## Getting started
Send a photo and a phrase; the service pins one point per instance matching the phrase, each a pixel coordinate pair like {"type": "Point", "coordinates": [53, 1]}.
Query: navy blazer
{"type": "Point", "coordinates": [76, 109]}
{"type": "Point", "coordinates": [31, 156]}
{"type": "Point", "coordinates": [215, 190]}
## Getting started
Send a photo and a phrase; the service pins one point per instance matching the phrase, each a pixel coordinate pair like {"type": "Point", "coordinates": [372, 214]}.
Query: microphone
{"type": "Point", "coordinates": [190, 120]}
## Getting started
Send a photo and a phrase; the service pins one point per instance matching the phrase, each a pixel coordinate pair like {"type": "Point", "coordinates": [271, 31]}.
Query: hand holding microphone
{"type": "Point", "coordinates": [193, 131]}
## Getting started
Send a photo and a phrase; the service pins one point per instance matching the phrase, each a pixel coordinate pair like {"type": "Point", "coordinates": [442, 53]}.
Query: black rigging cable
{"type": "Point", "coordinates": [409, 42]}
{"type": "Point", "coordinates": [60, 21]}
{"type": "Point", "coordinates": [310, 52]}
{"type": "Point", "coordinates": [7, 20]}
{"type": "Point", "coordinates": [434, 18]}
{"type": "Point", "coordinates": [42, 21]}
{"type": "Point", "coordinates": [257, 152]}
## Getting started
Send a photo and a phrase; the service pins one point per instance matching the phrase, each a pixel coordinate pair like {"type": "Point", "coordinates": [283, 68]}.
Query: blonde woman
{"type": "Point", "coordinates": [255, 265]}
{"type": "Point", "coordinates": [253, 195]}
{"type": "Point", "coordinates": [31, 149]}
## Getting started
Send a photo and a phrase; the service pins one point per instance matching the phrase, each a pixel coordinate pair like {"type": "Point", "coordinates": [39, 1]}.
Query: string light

Work order ▸ Copy out every entry again, exactly as it was given.

Answer to this exercise ▸
## Getting started
Send a photo and a phrase; the service pins one point per instance matching the phrase, each a pixel coordinate pair like {"type": "Point", "coordinates": [53, 1]}.
Query: navy blazer
{"type": "Point", "coordinates": [76, 109]}
{"type": "Point", "coordinates": [31, 156]}
{"type": "Point", "coordinates": [215, 190]}
## Getting started
Send a photo and a phrase; the service pins one point per instance matching the phrase, each a pixel coordinate pair like {"type": "Point", "coordinates": [372, 214]}.
Query: microphone
{"type": "Point", "coordinates": [190, 120]}
## Getting started
Send a photo and a phrase; the service pins one point per instance matching the phrase, each a pixel coordinate pair like {"type": "Point", "coordinates": [271, 31]}.
Query: hand holding microphone
{"type": "Point", "coordinates": [193, 131]}
## Getting started
Send a photo and a phrase; the service pins one point per instance matching the phrase, each a pixel coordinate pair like {"type": "Point", "coordinates": [442, 53]}.
Query: black rigging cable
{"type": "Point", "coordinates": [409, 42]}
{"type": "Point", "coordinates": [60, 21]}
{"type": "Point", "coordinates": [310, 52]}
{"type": "Point", "coordinates": [7, 20]}
{"type": "Point", "coordinates": [434, 18]}
{"type": "Point", "coordinates": [42, 21]}
{"type": "Point", "coordinates": [257, 152]}
## Getting started
Send a photo and a phrase; the service pins one point per instance matching the phrase, each a pixel coordinate pair like {"type": "Point", "coordinates": [283, 68]}.
Query: blonde woman
{"type": "Point", "coordinates": [255, 265]}
{"type": "Point", "coordinates": [253, 195]}
{"type": "Point", "coordinates": [31, 149]}
## Getting started
Send a photo and a phrase; the service pins one point per instance matching the phrase, each a pixel coordinate pair like {"type": "Point", "coordinates": [39, 1]}.
Query: string light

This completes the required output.